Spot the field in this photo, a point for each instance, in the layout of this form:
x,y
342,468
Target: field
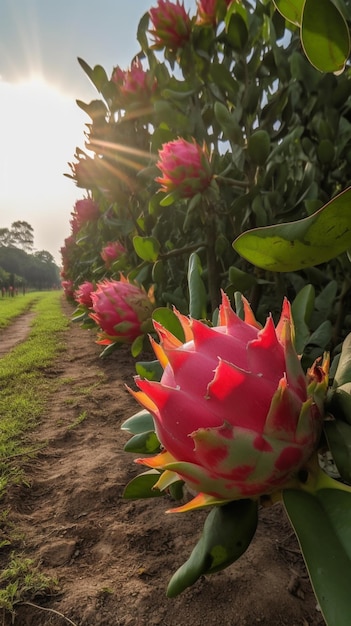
x,y
75,552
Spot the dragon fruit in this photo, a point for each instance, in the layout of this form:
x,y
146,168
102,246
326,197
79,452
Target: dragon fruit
x,y
234,411
185,168
82,295
172,25
122,310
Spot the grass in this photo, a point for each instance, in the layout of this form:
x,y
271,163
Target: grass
x,y
11,308
23,389
24,393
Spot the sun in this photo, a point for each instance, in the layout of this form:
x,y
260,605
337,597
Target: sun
x,y
40,127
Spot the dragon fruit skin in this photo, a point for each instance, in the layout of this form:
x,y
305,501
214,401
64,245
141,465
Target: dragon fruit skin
x,y
82,294
234,411
121,309
185,168
171,24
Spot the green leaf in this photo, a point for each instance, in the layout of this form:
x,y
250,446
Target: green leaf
x,y
197,291
228,123
151,370
137,345
142,486
227,533
141,32
170,321
140,422
241,281
237,33
304,243
302,309
325,36
143,443
343,372
290,9
169,199
147,248
327,552
339,403
338,435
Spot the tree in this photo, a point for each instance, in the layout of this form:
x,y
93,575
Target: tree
x,y
44,256
21,235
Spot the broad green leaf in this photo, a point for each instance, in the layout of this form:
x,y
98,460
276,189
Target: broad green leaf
x,y
226,535
141,422
99,77
137,345
228,123
158,272
197,291
339,403
324,303
142,486
290,9
304,243
237,33
142,30
143,443
338,434
343,372
325,36
323,527
241,280
302,309
151,370
147,248
170,321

______

(Stated exercise): Copy every line above word for word, but leave the pictures out.

(Written answer):
Spot the field in this photo, a point for each instance, in the layout of this form:
x,y
342,468
Target: field
x,y
75,552
Spot the dragon fruit in this photo, a point for each instance, in the layout of this form:
x,y
146,168
102,246
326,197
79,452
Target: dragon fruit
x,y
234,411
185,168
82,295
172,25
122,310
Spot the grass in this photo, a point for each instance, in the layout of this form:
x,y
271,163
Target: grass
x,y
11,308
23,389
24,393
Spot the sun in this photo, a point for each instance, in the layout of this form:
x,y
260,605
337,597
Target: sun
x,y
40,127
Spot the dragon fruit skin in this photo, a point for each instance, in the layout of this form:
x,y
305,501
214,401
64,245
141,465
Target: dragon fruit skin
x,y
82,294
234,411
121,309
185,168
171,24
Spot the green leaf in this photo, a point for each instance, in the layout of this form:
x,y
250,446
Target: green leaf
x,y
197,291
228,123
151,370
137,345
142,486
227,533
141,32
170,321
140,422
241,281
237,33
304,243
302,309
325,36
143,443
343,372
290,9
169,199
147,248
327,552
339,403
338,435
Spot the tree in this photo, a point for each instance, in the layout of this form:
x,y
93,575
Target: tree
x,y
44,256
21,235
Spot the broad green leaf in this photo, a point for each instance, in the layout of this form:
x,y
98,460
276,189
Target: broad green leaf
x,y
226,535
141,422
99,77
137,345
228,123
158,272
197,291
339,403
324,303
142,486
290,9
304,243
237,33
142,30
143,443
338,434
343,372
325,36
323,527
241,280
302,309
151,370
147,248
170,321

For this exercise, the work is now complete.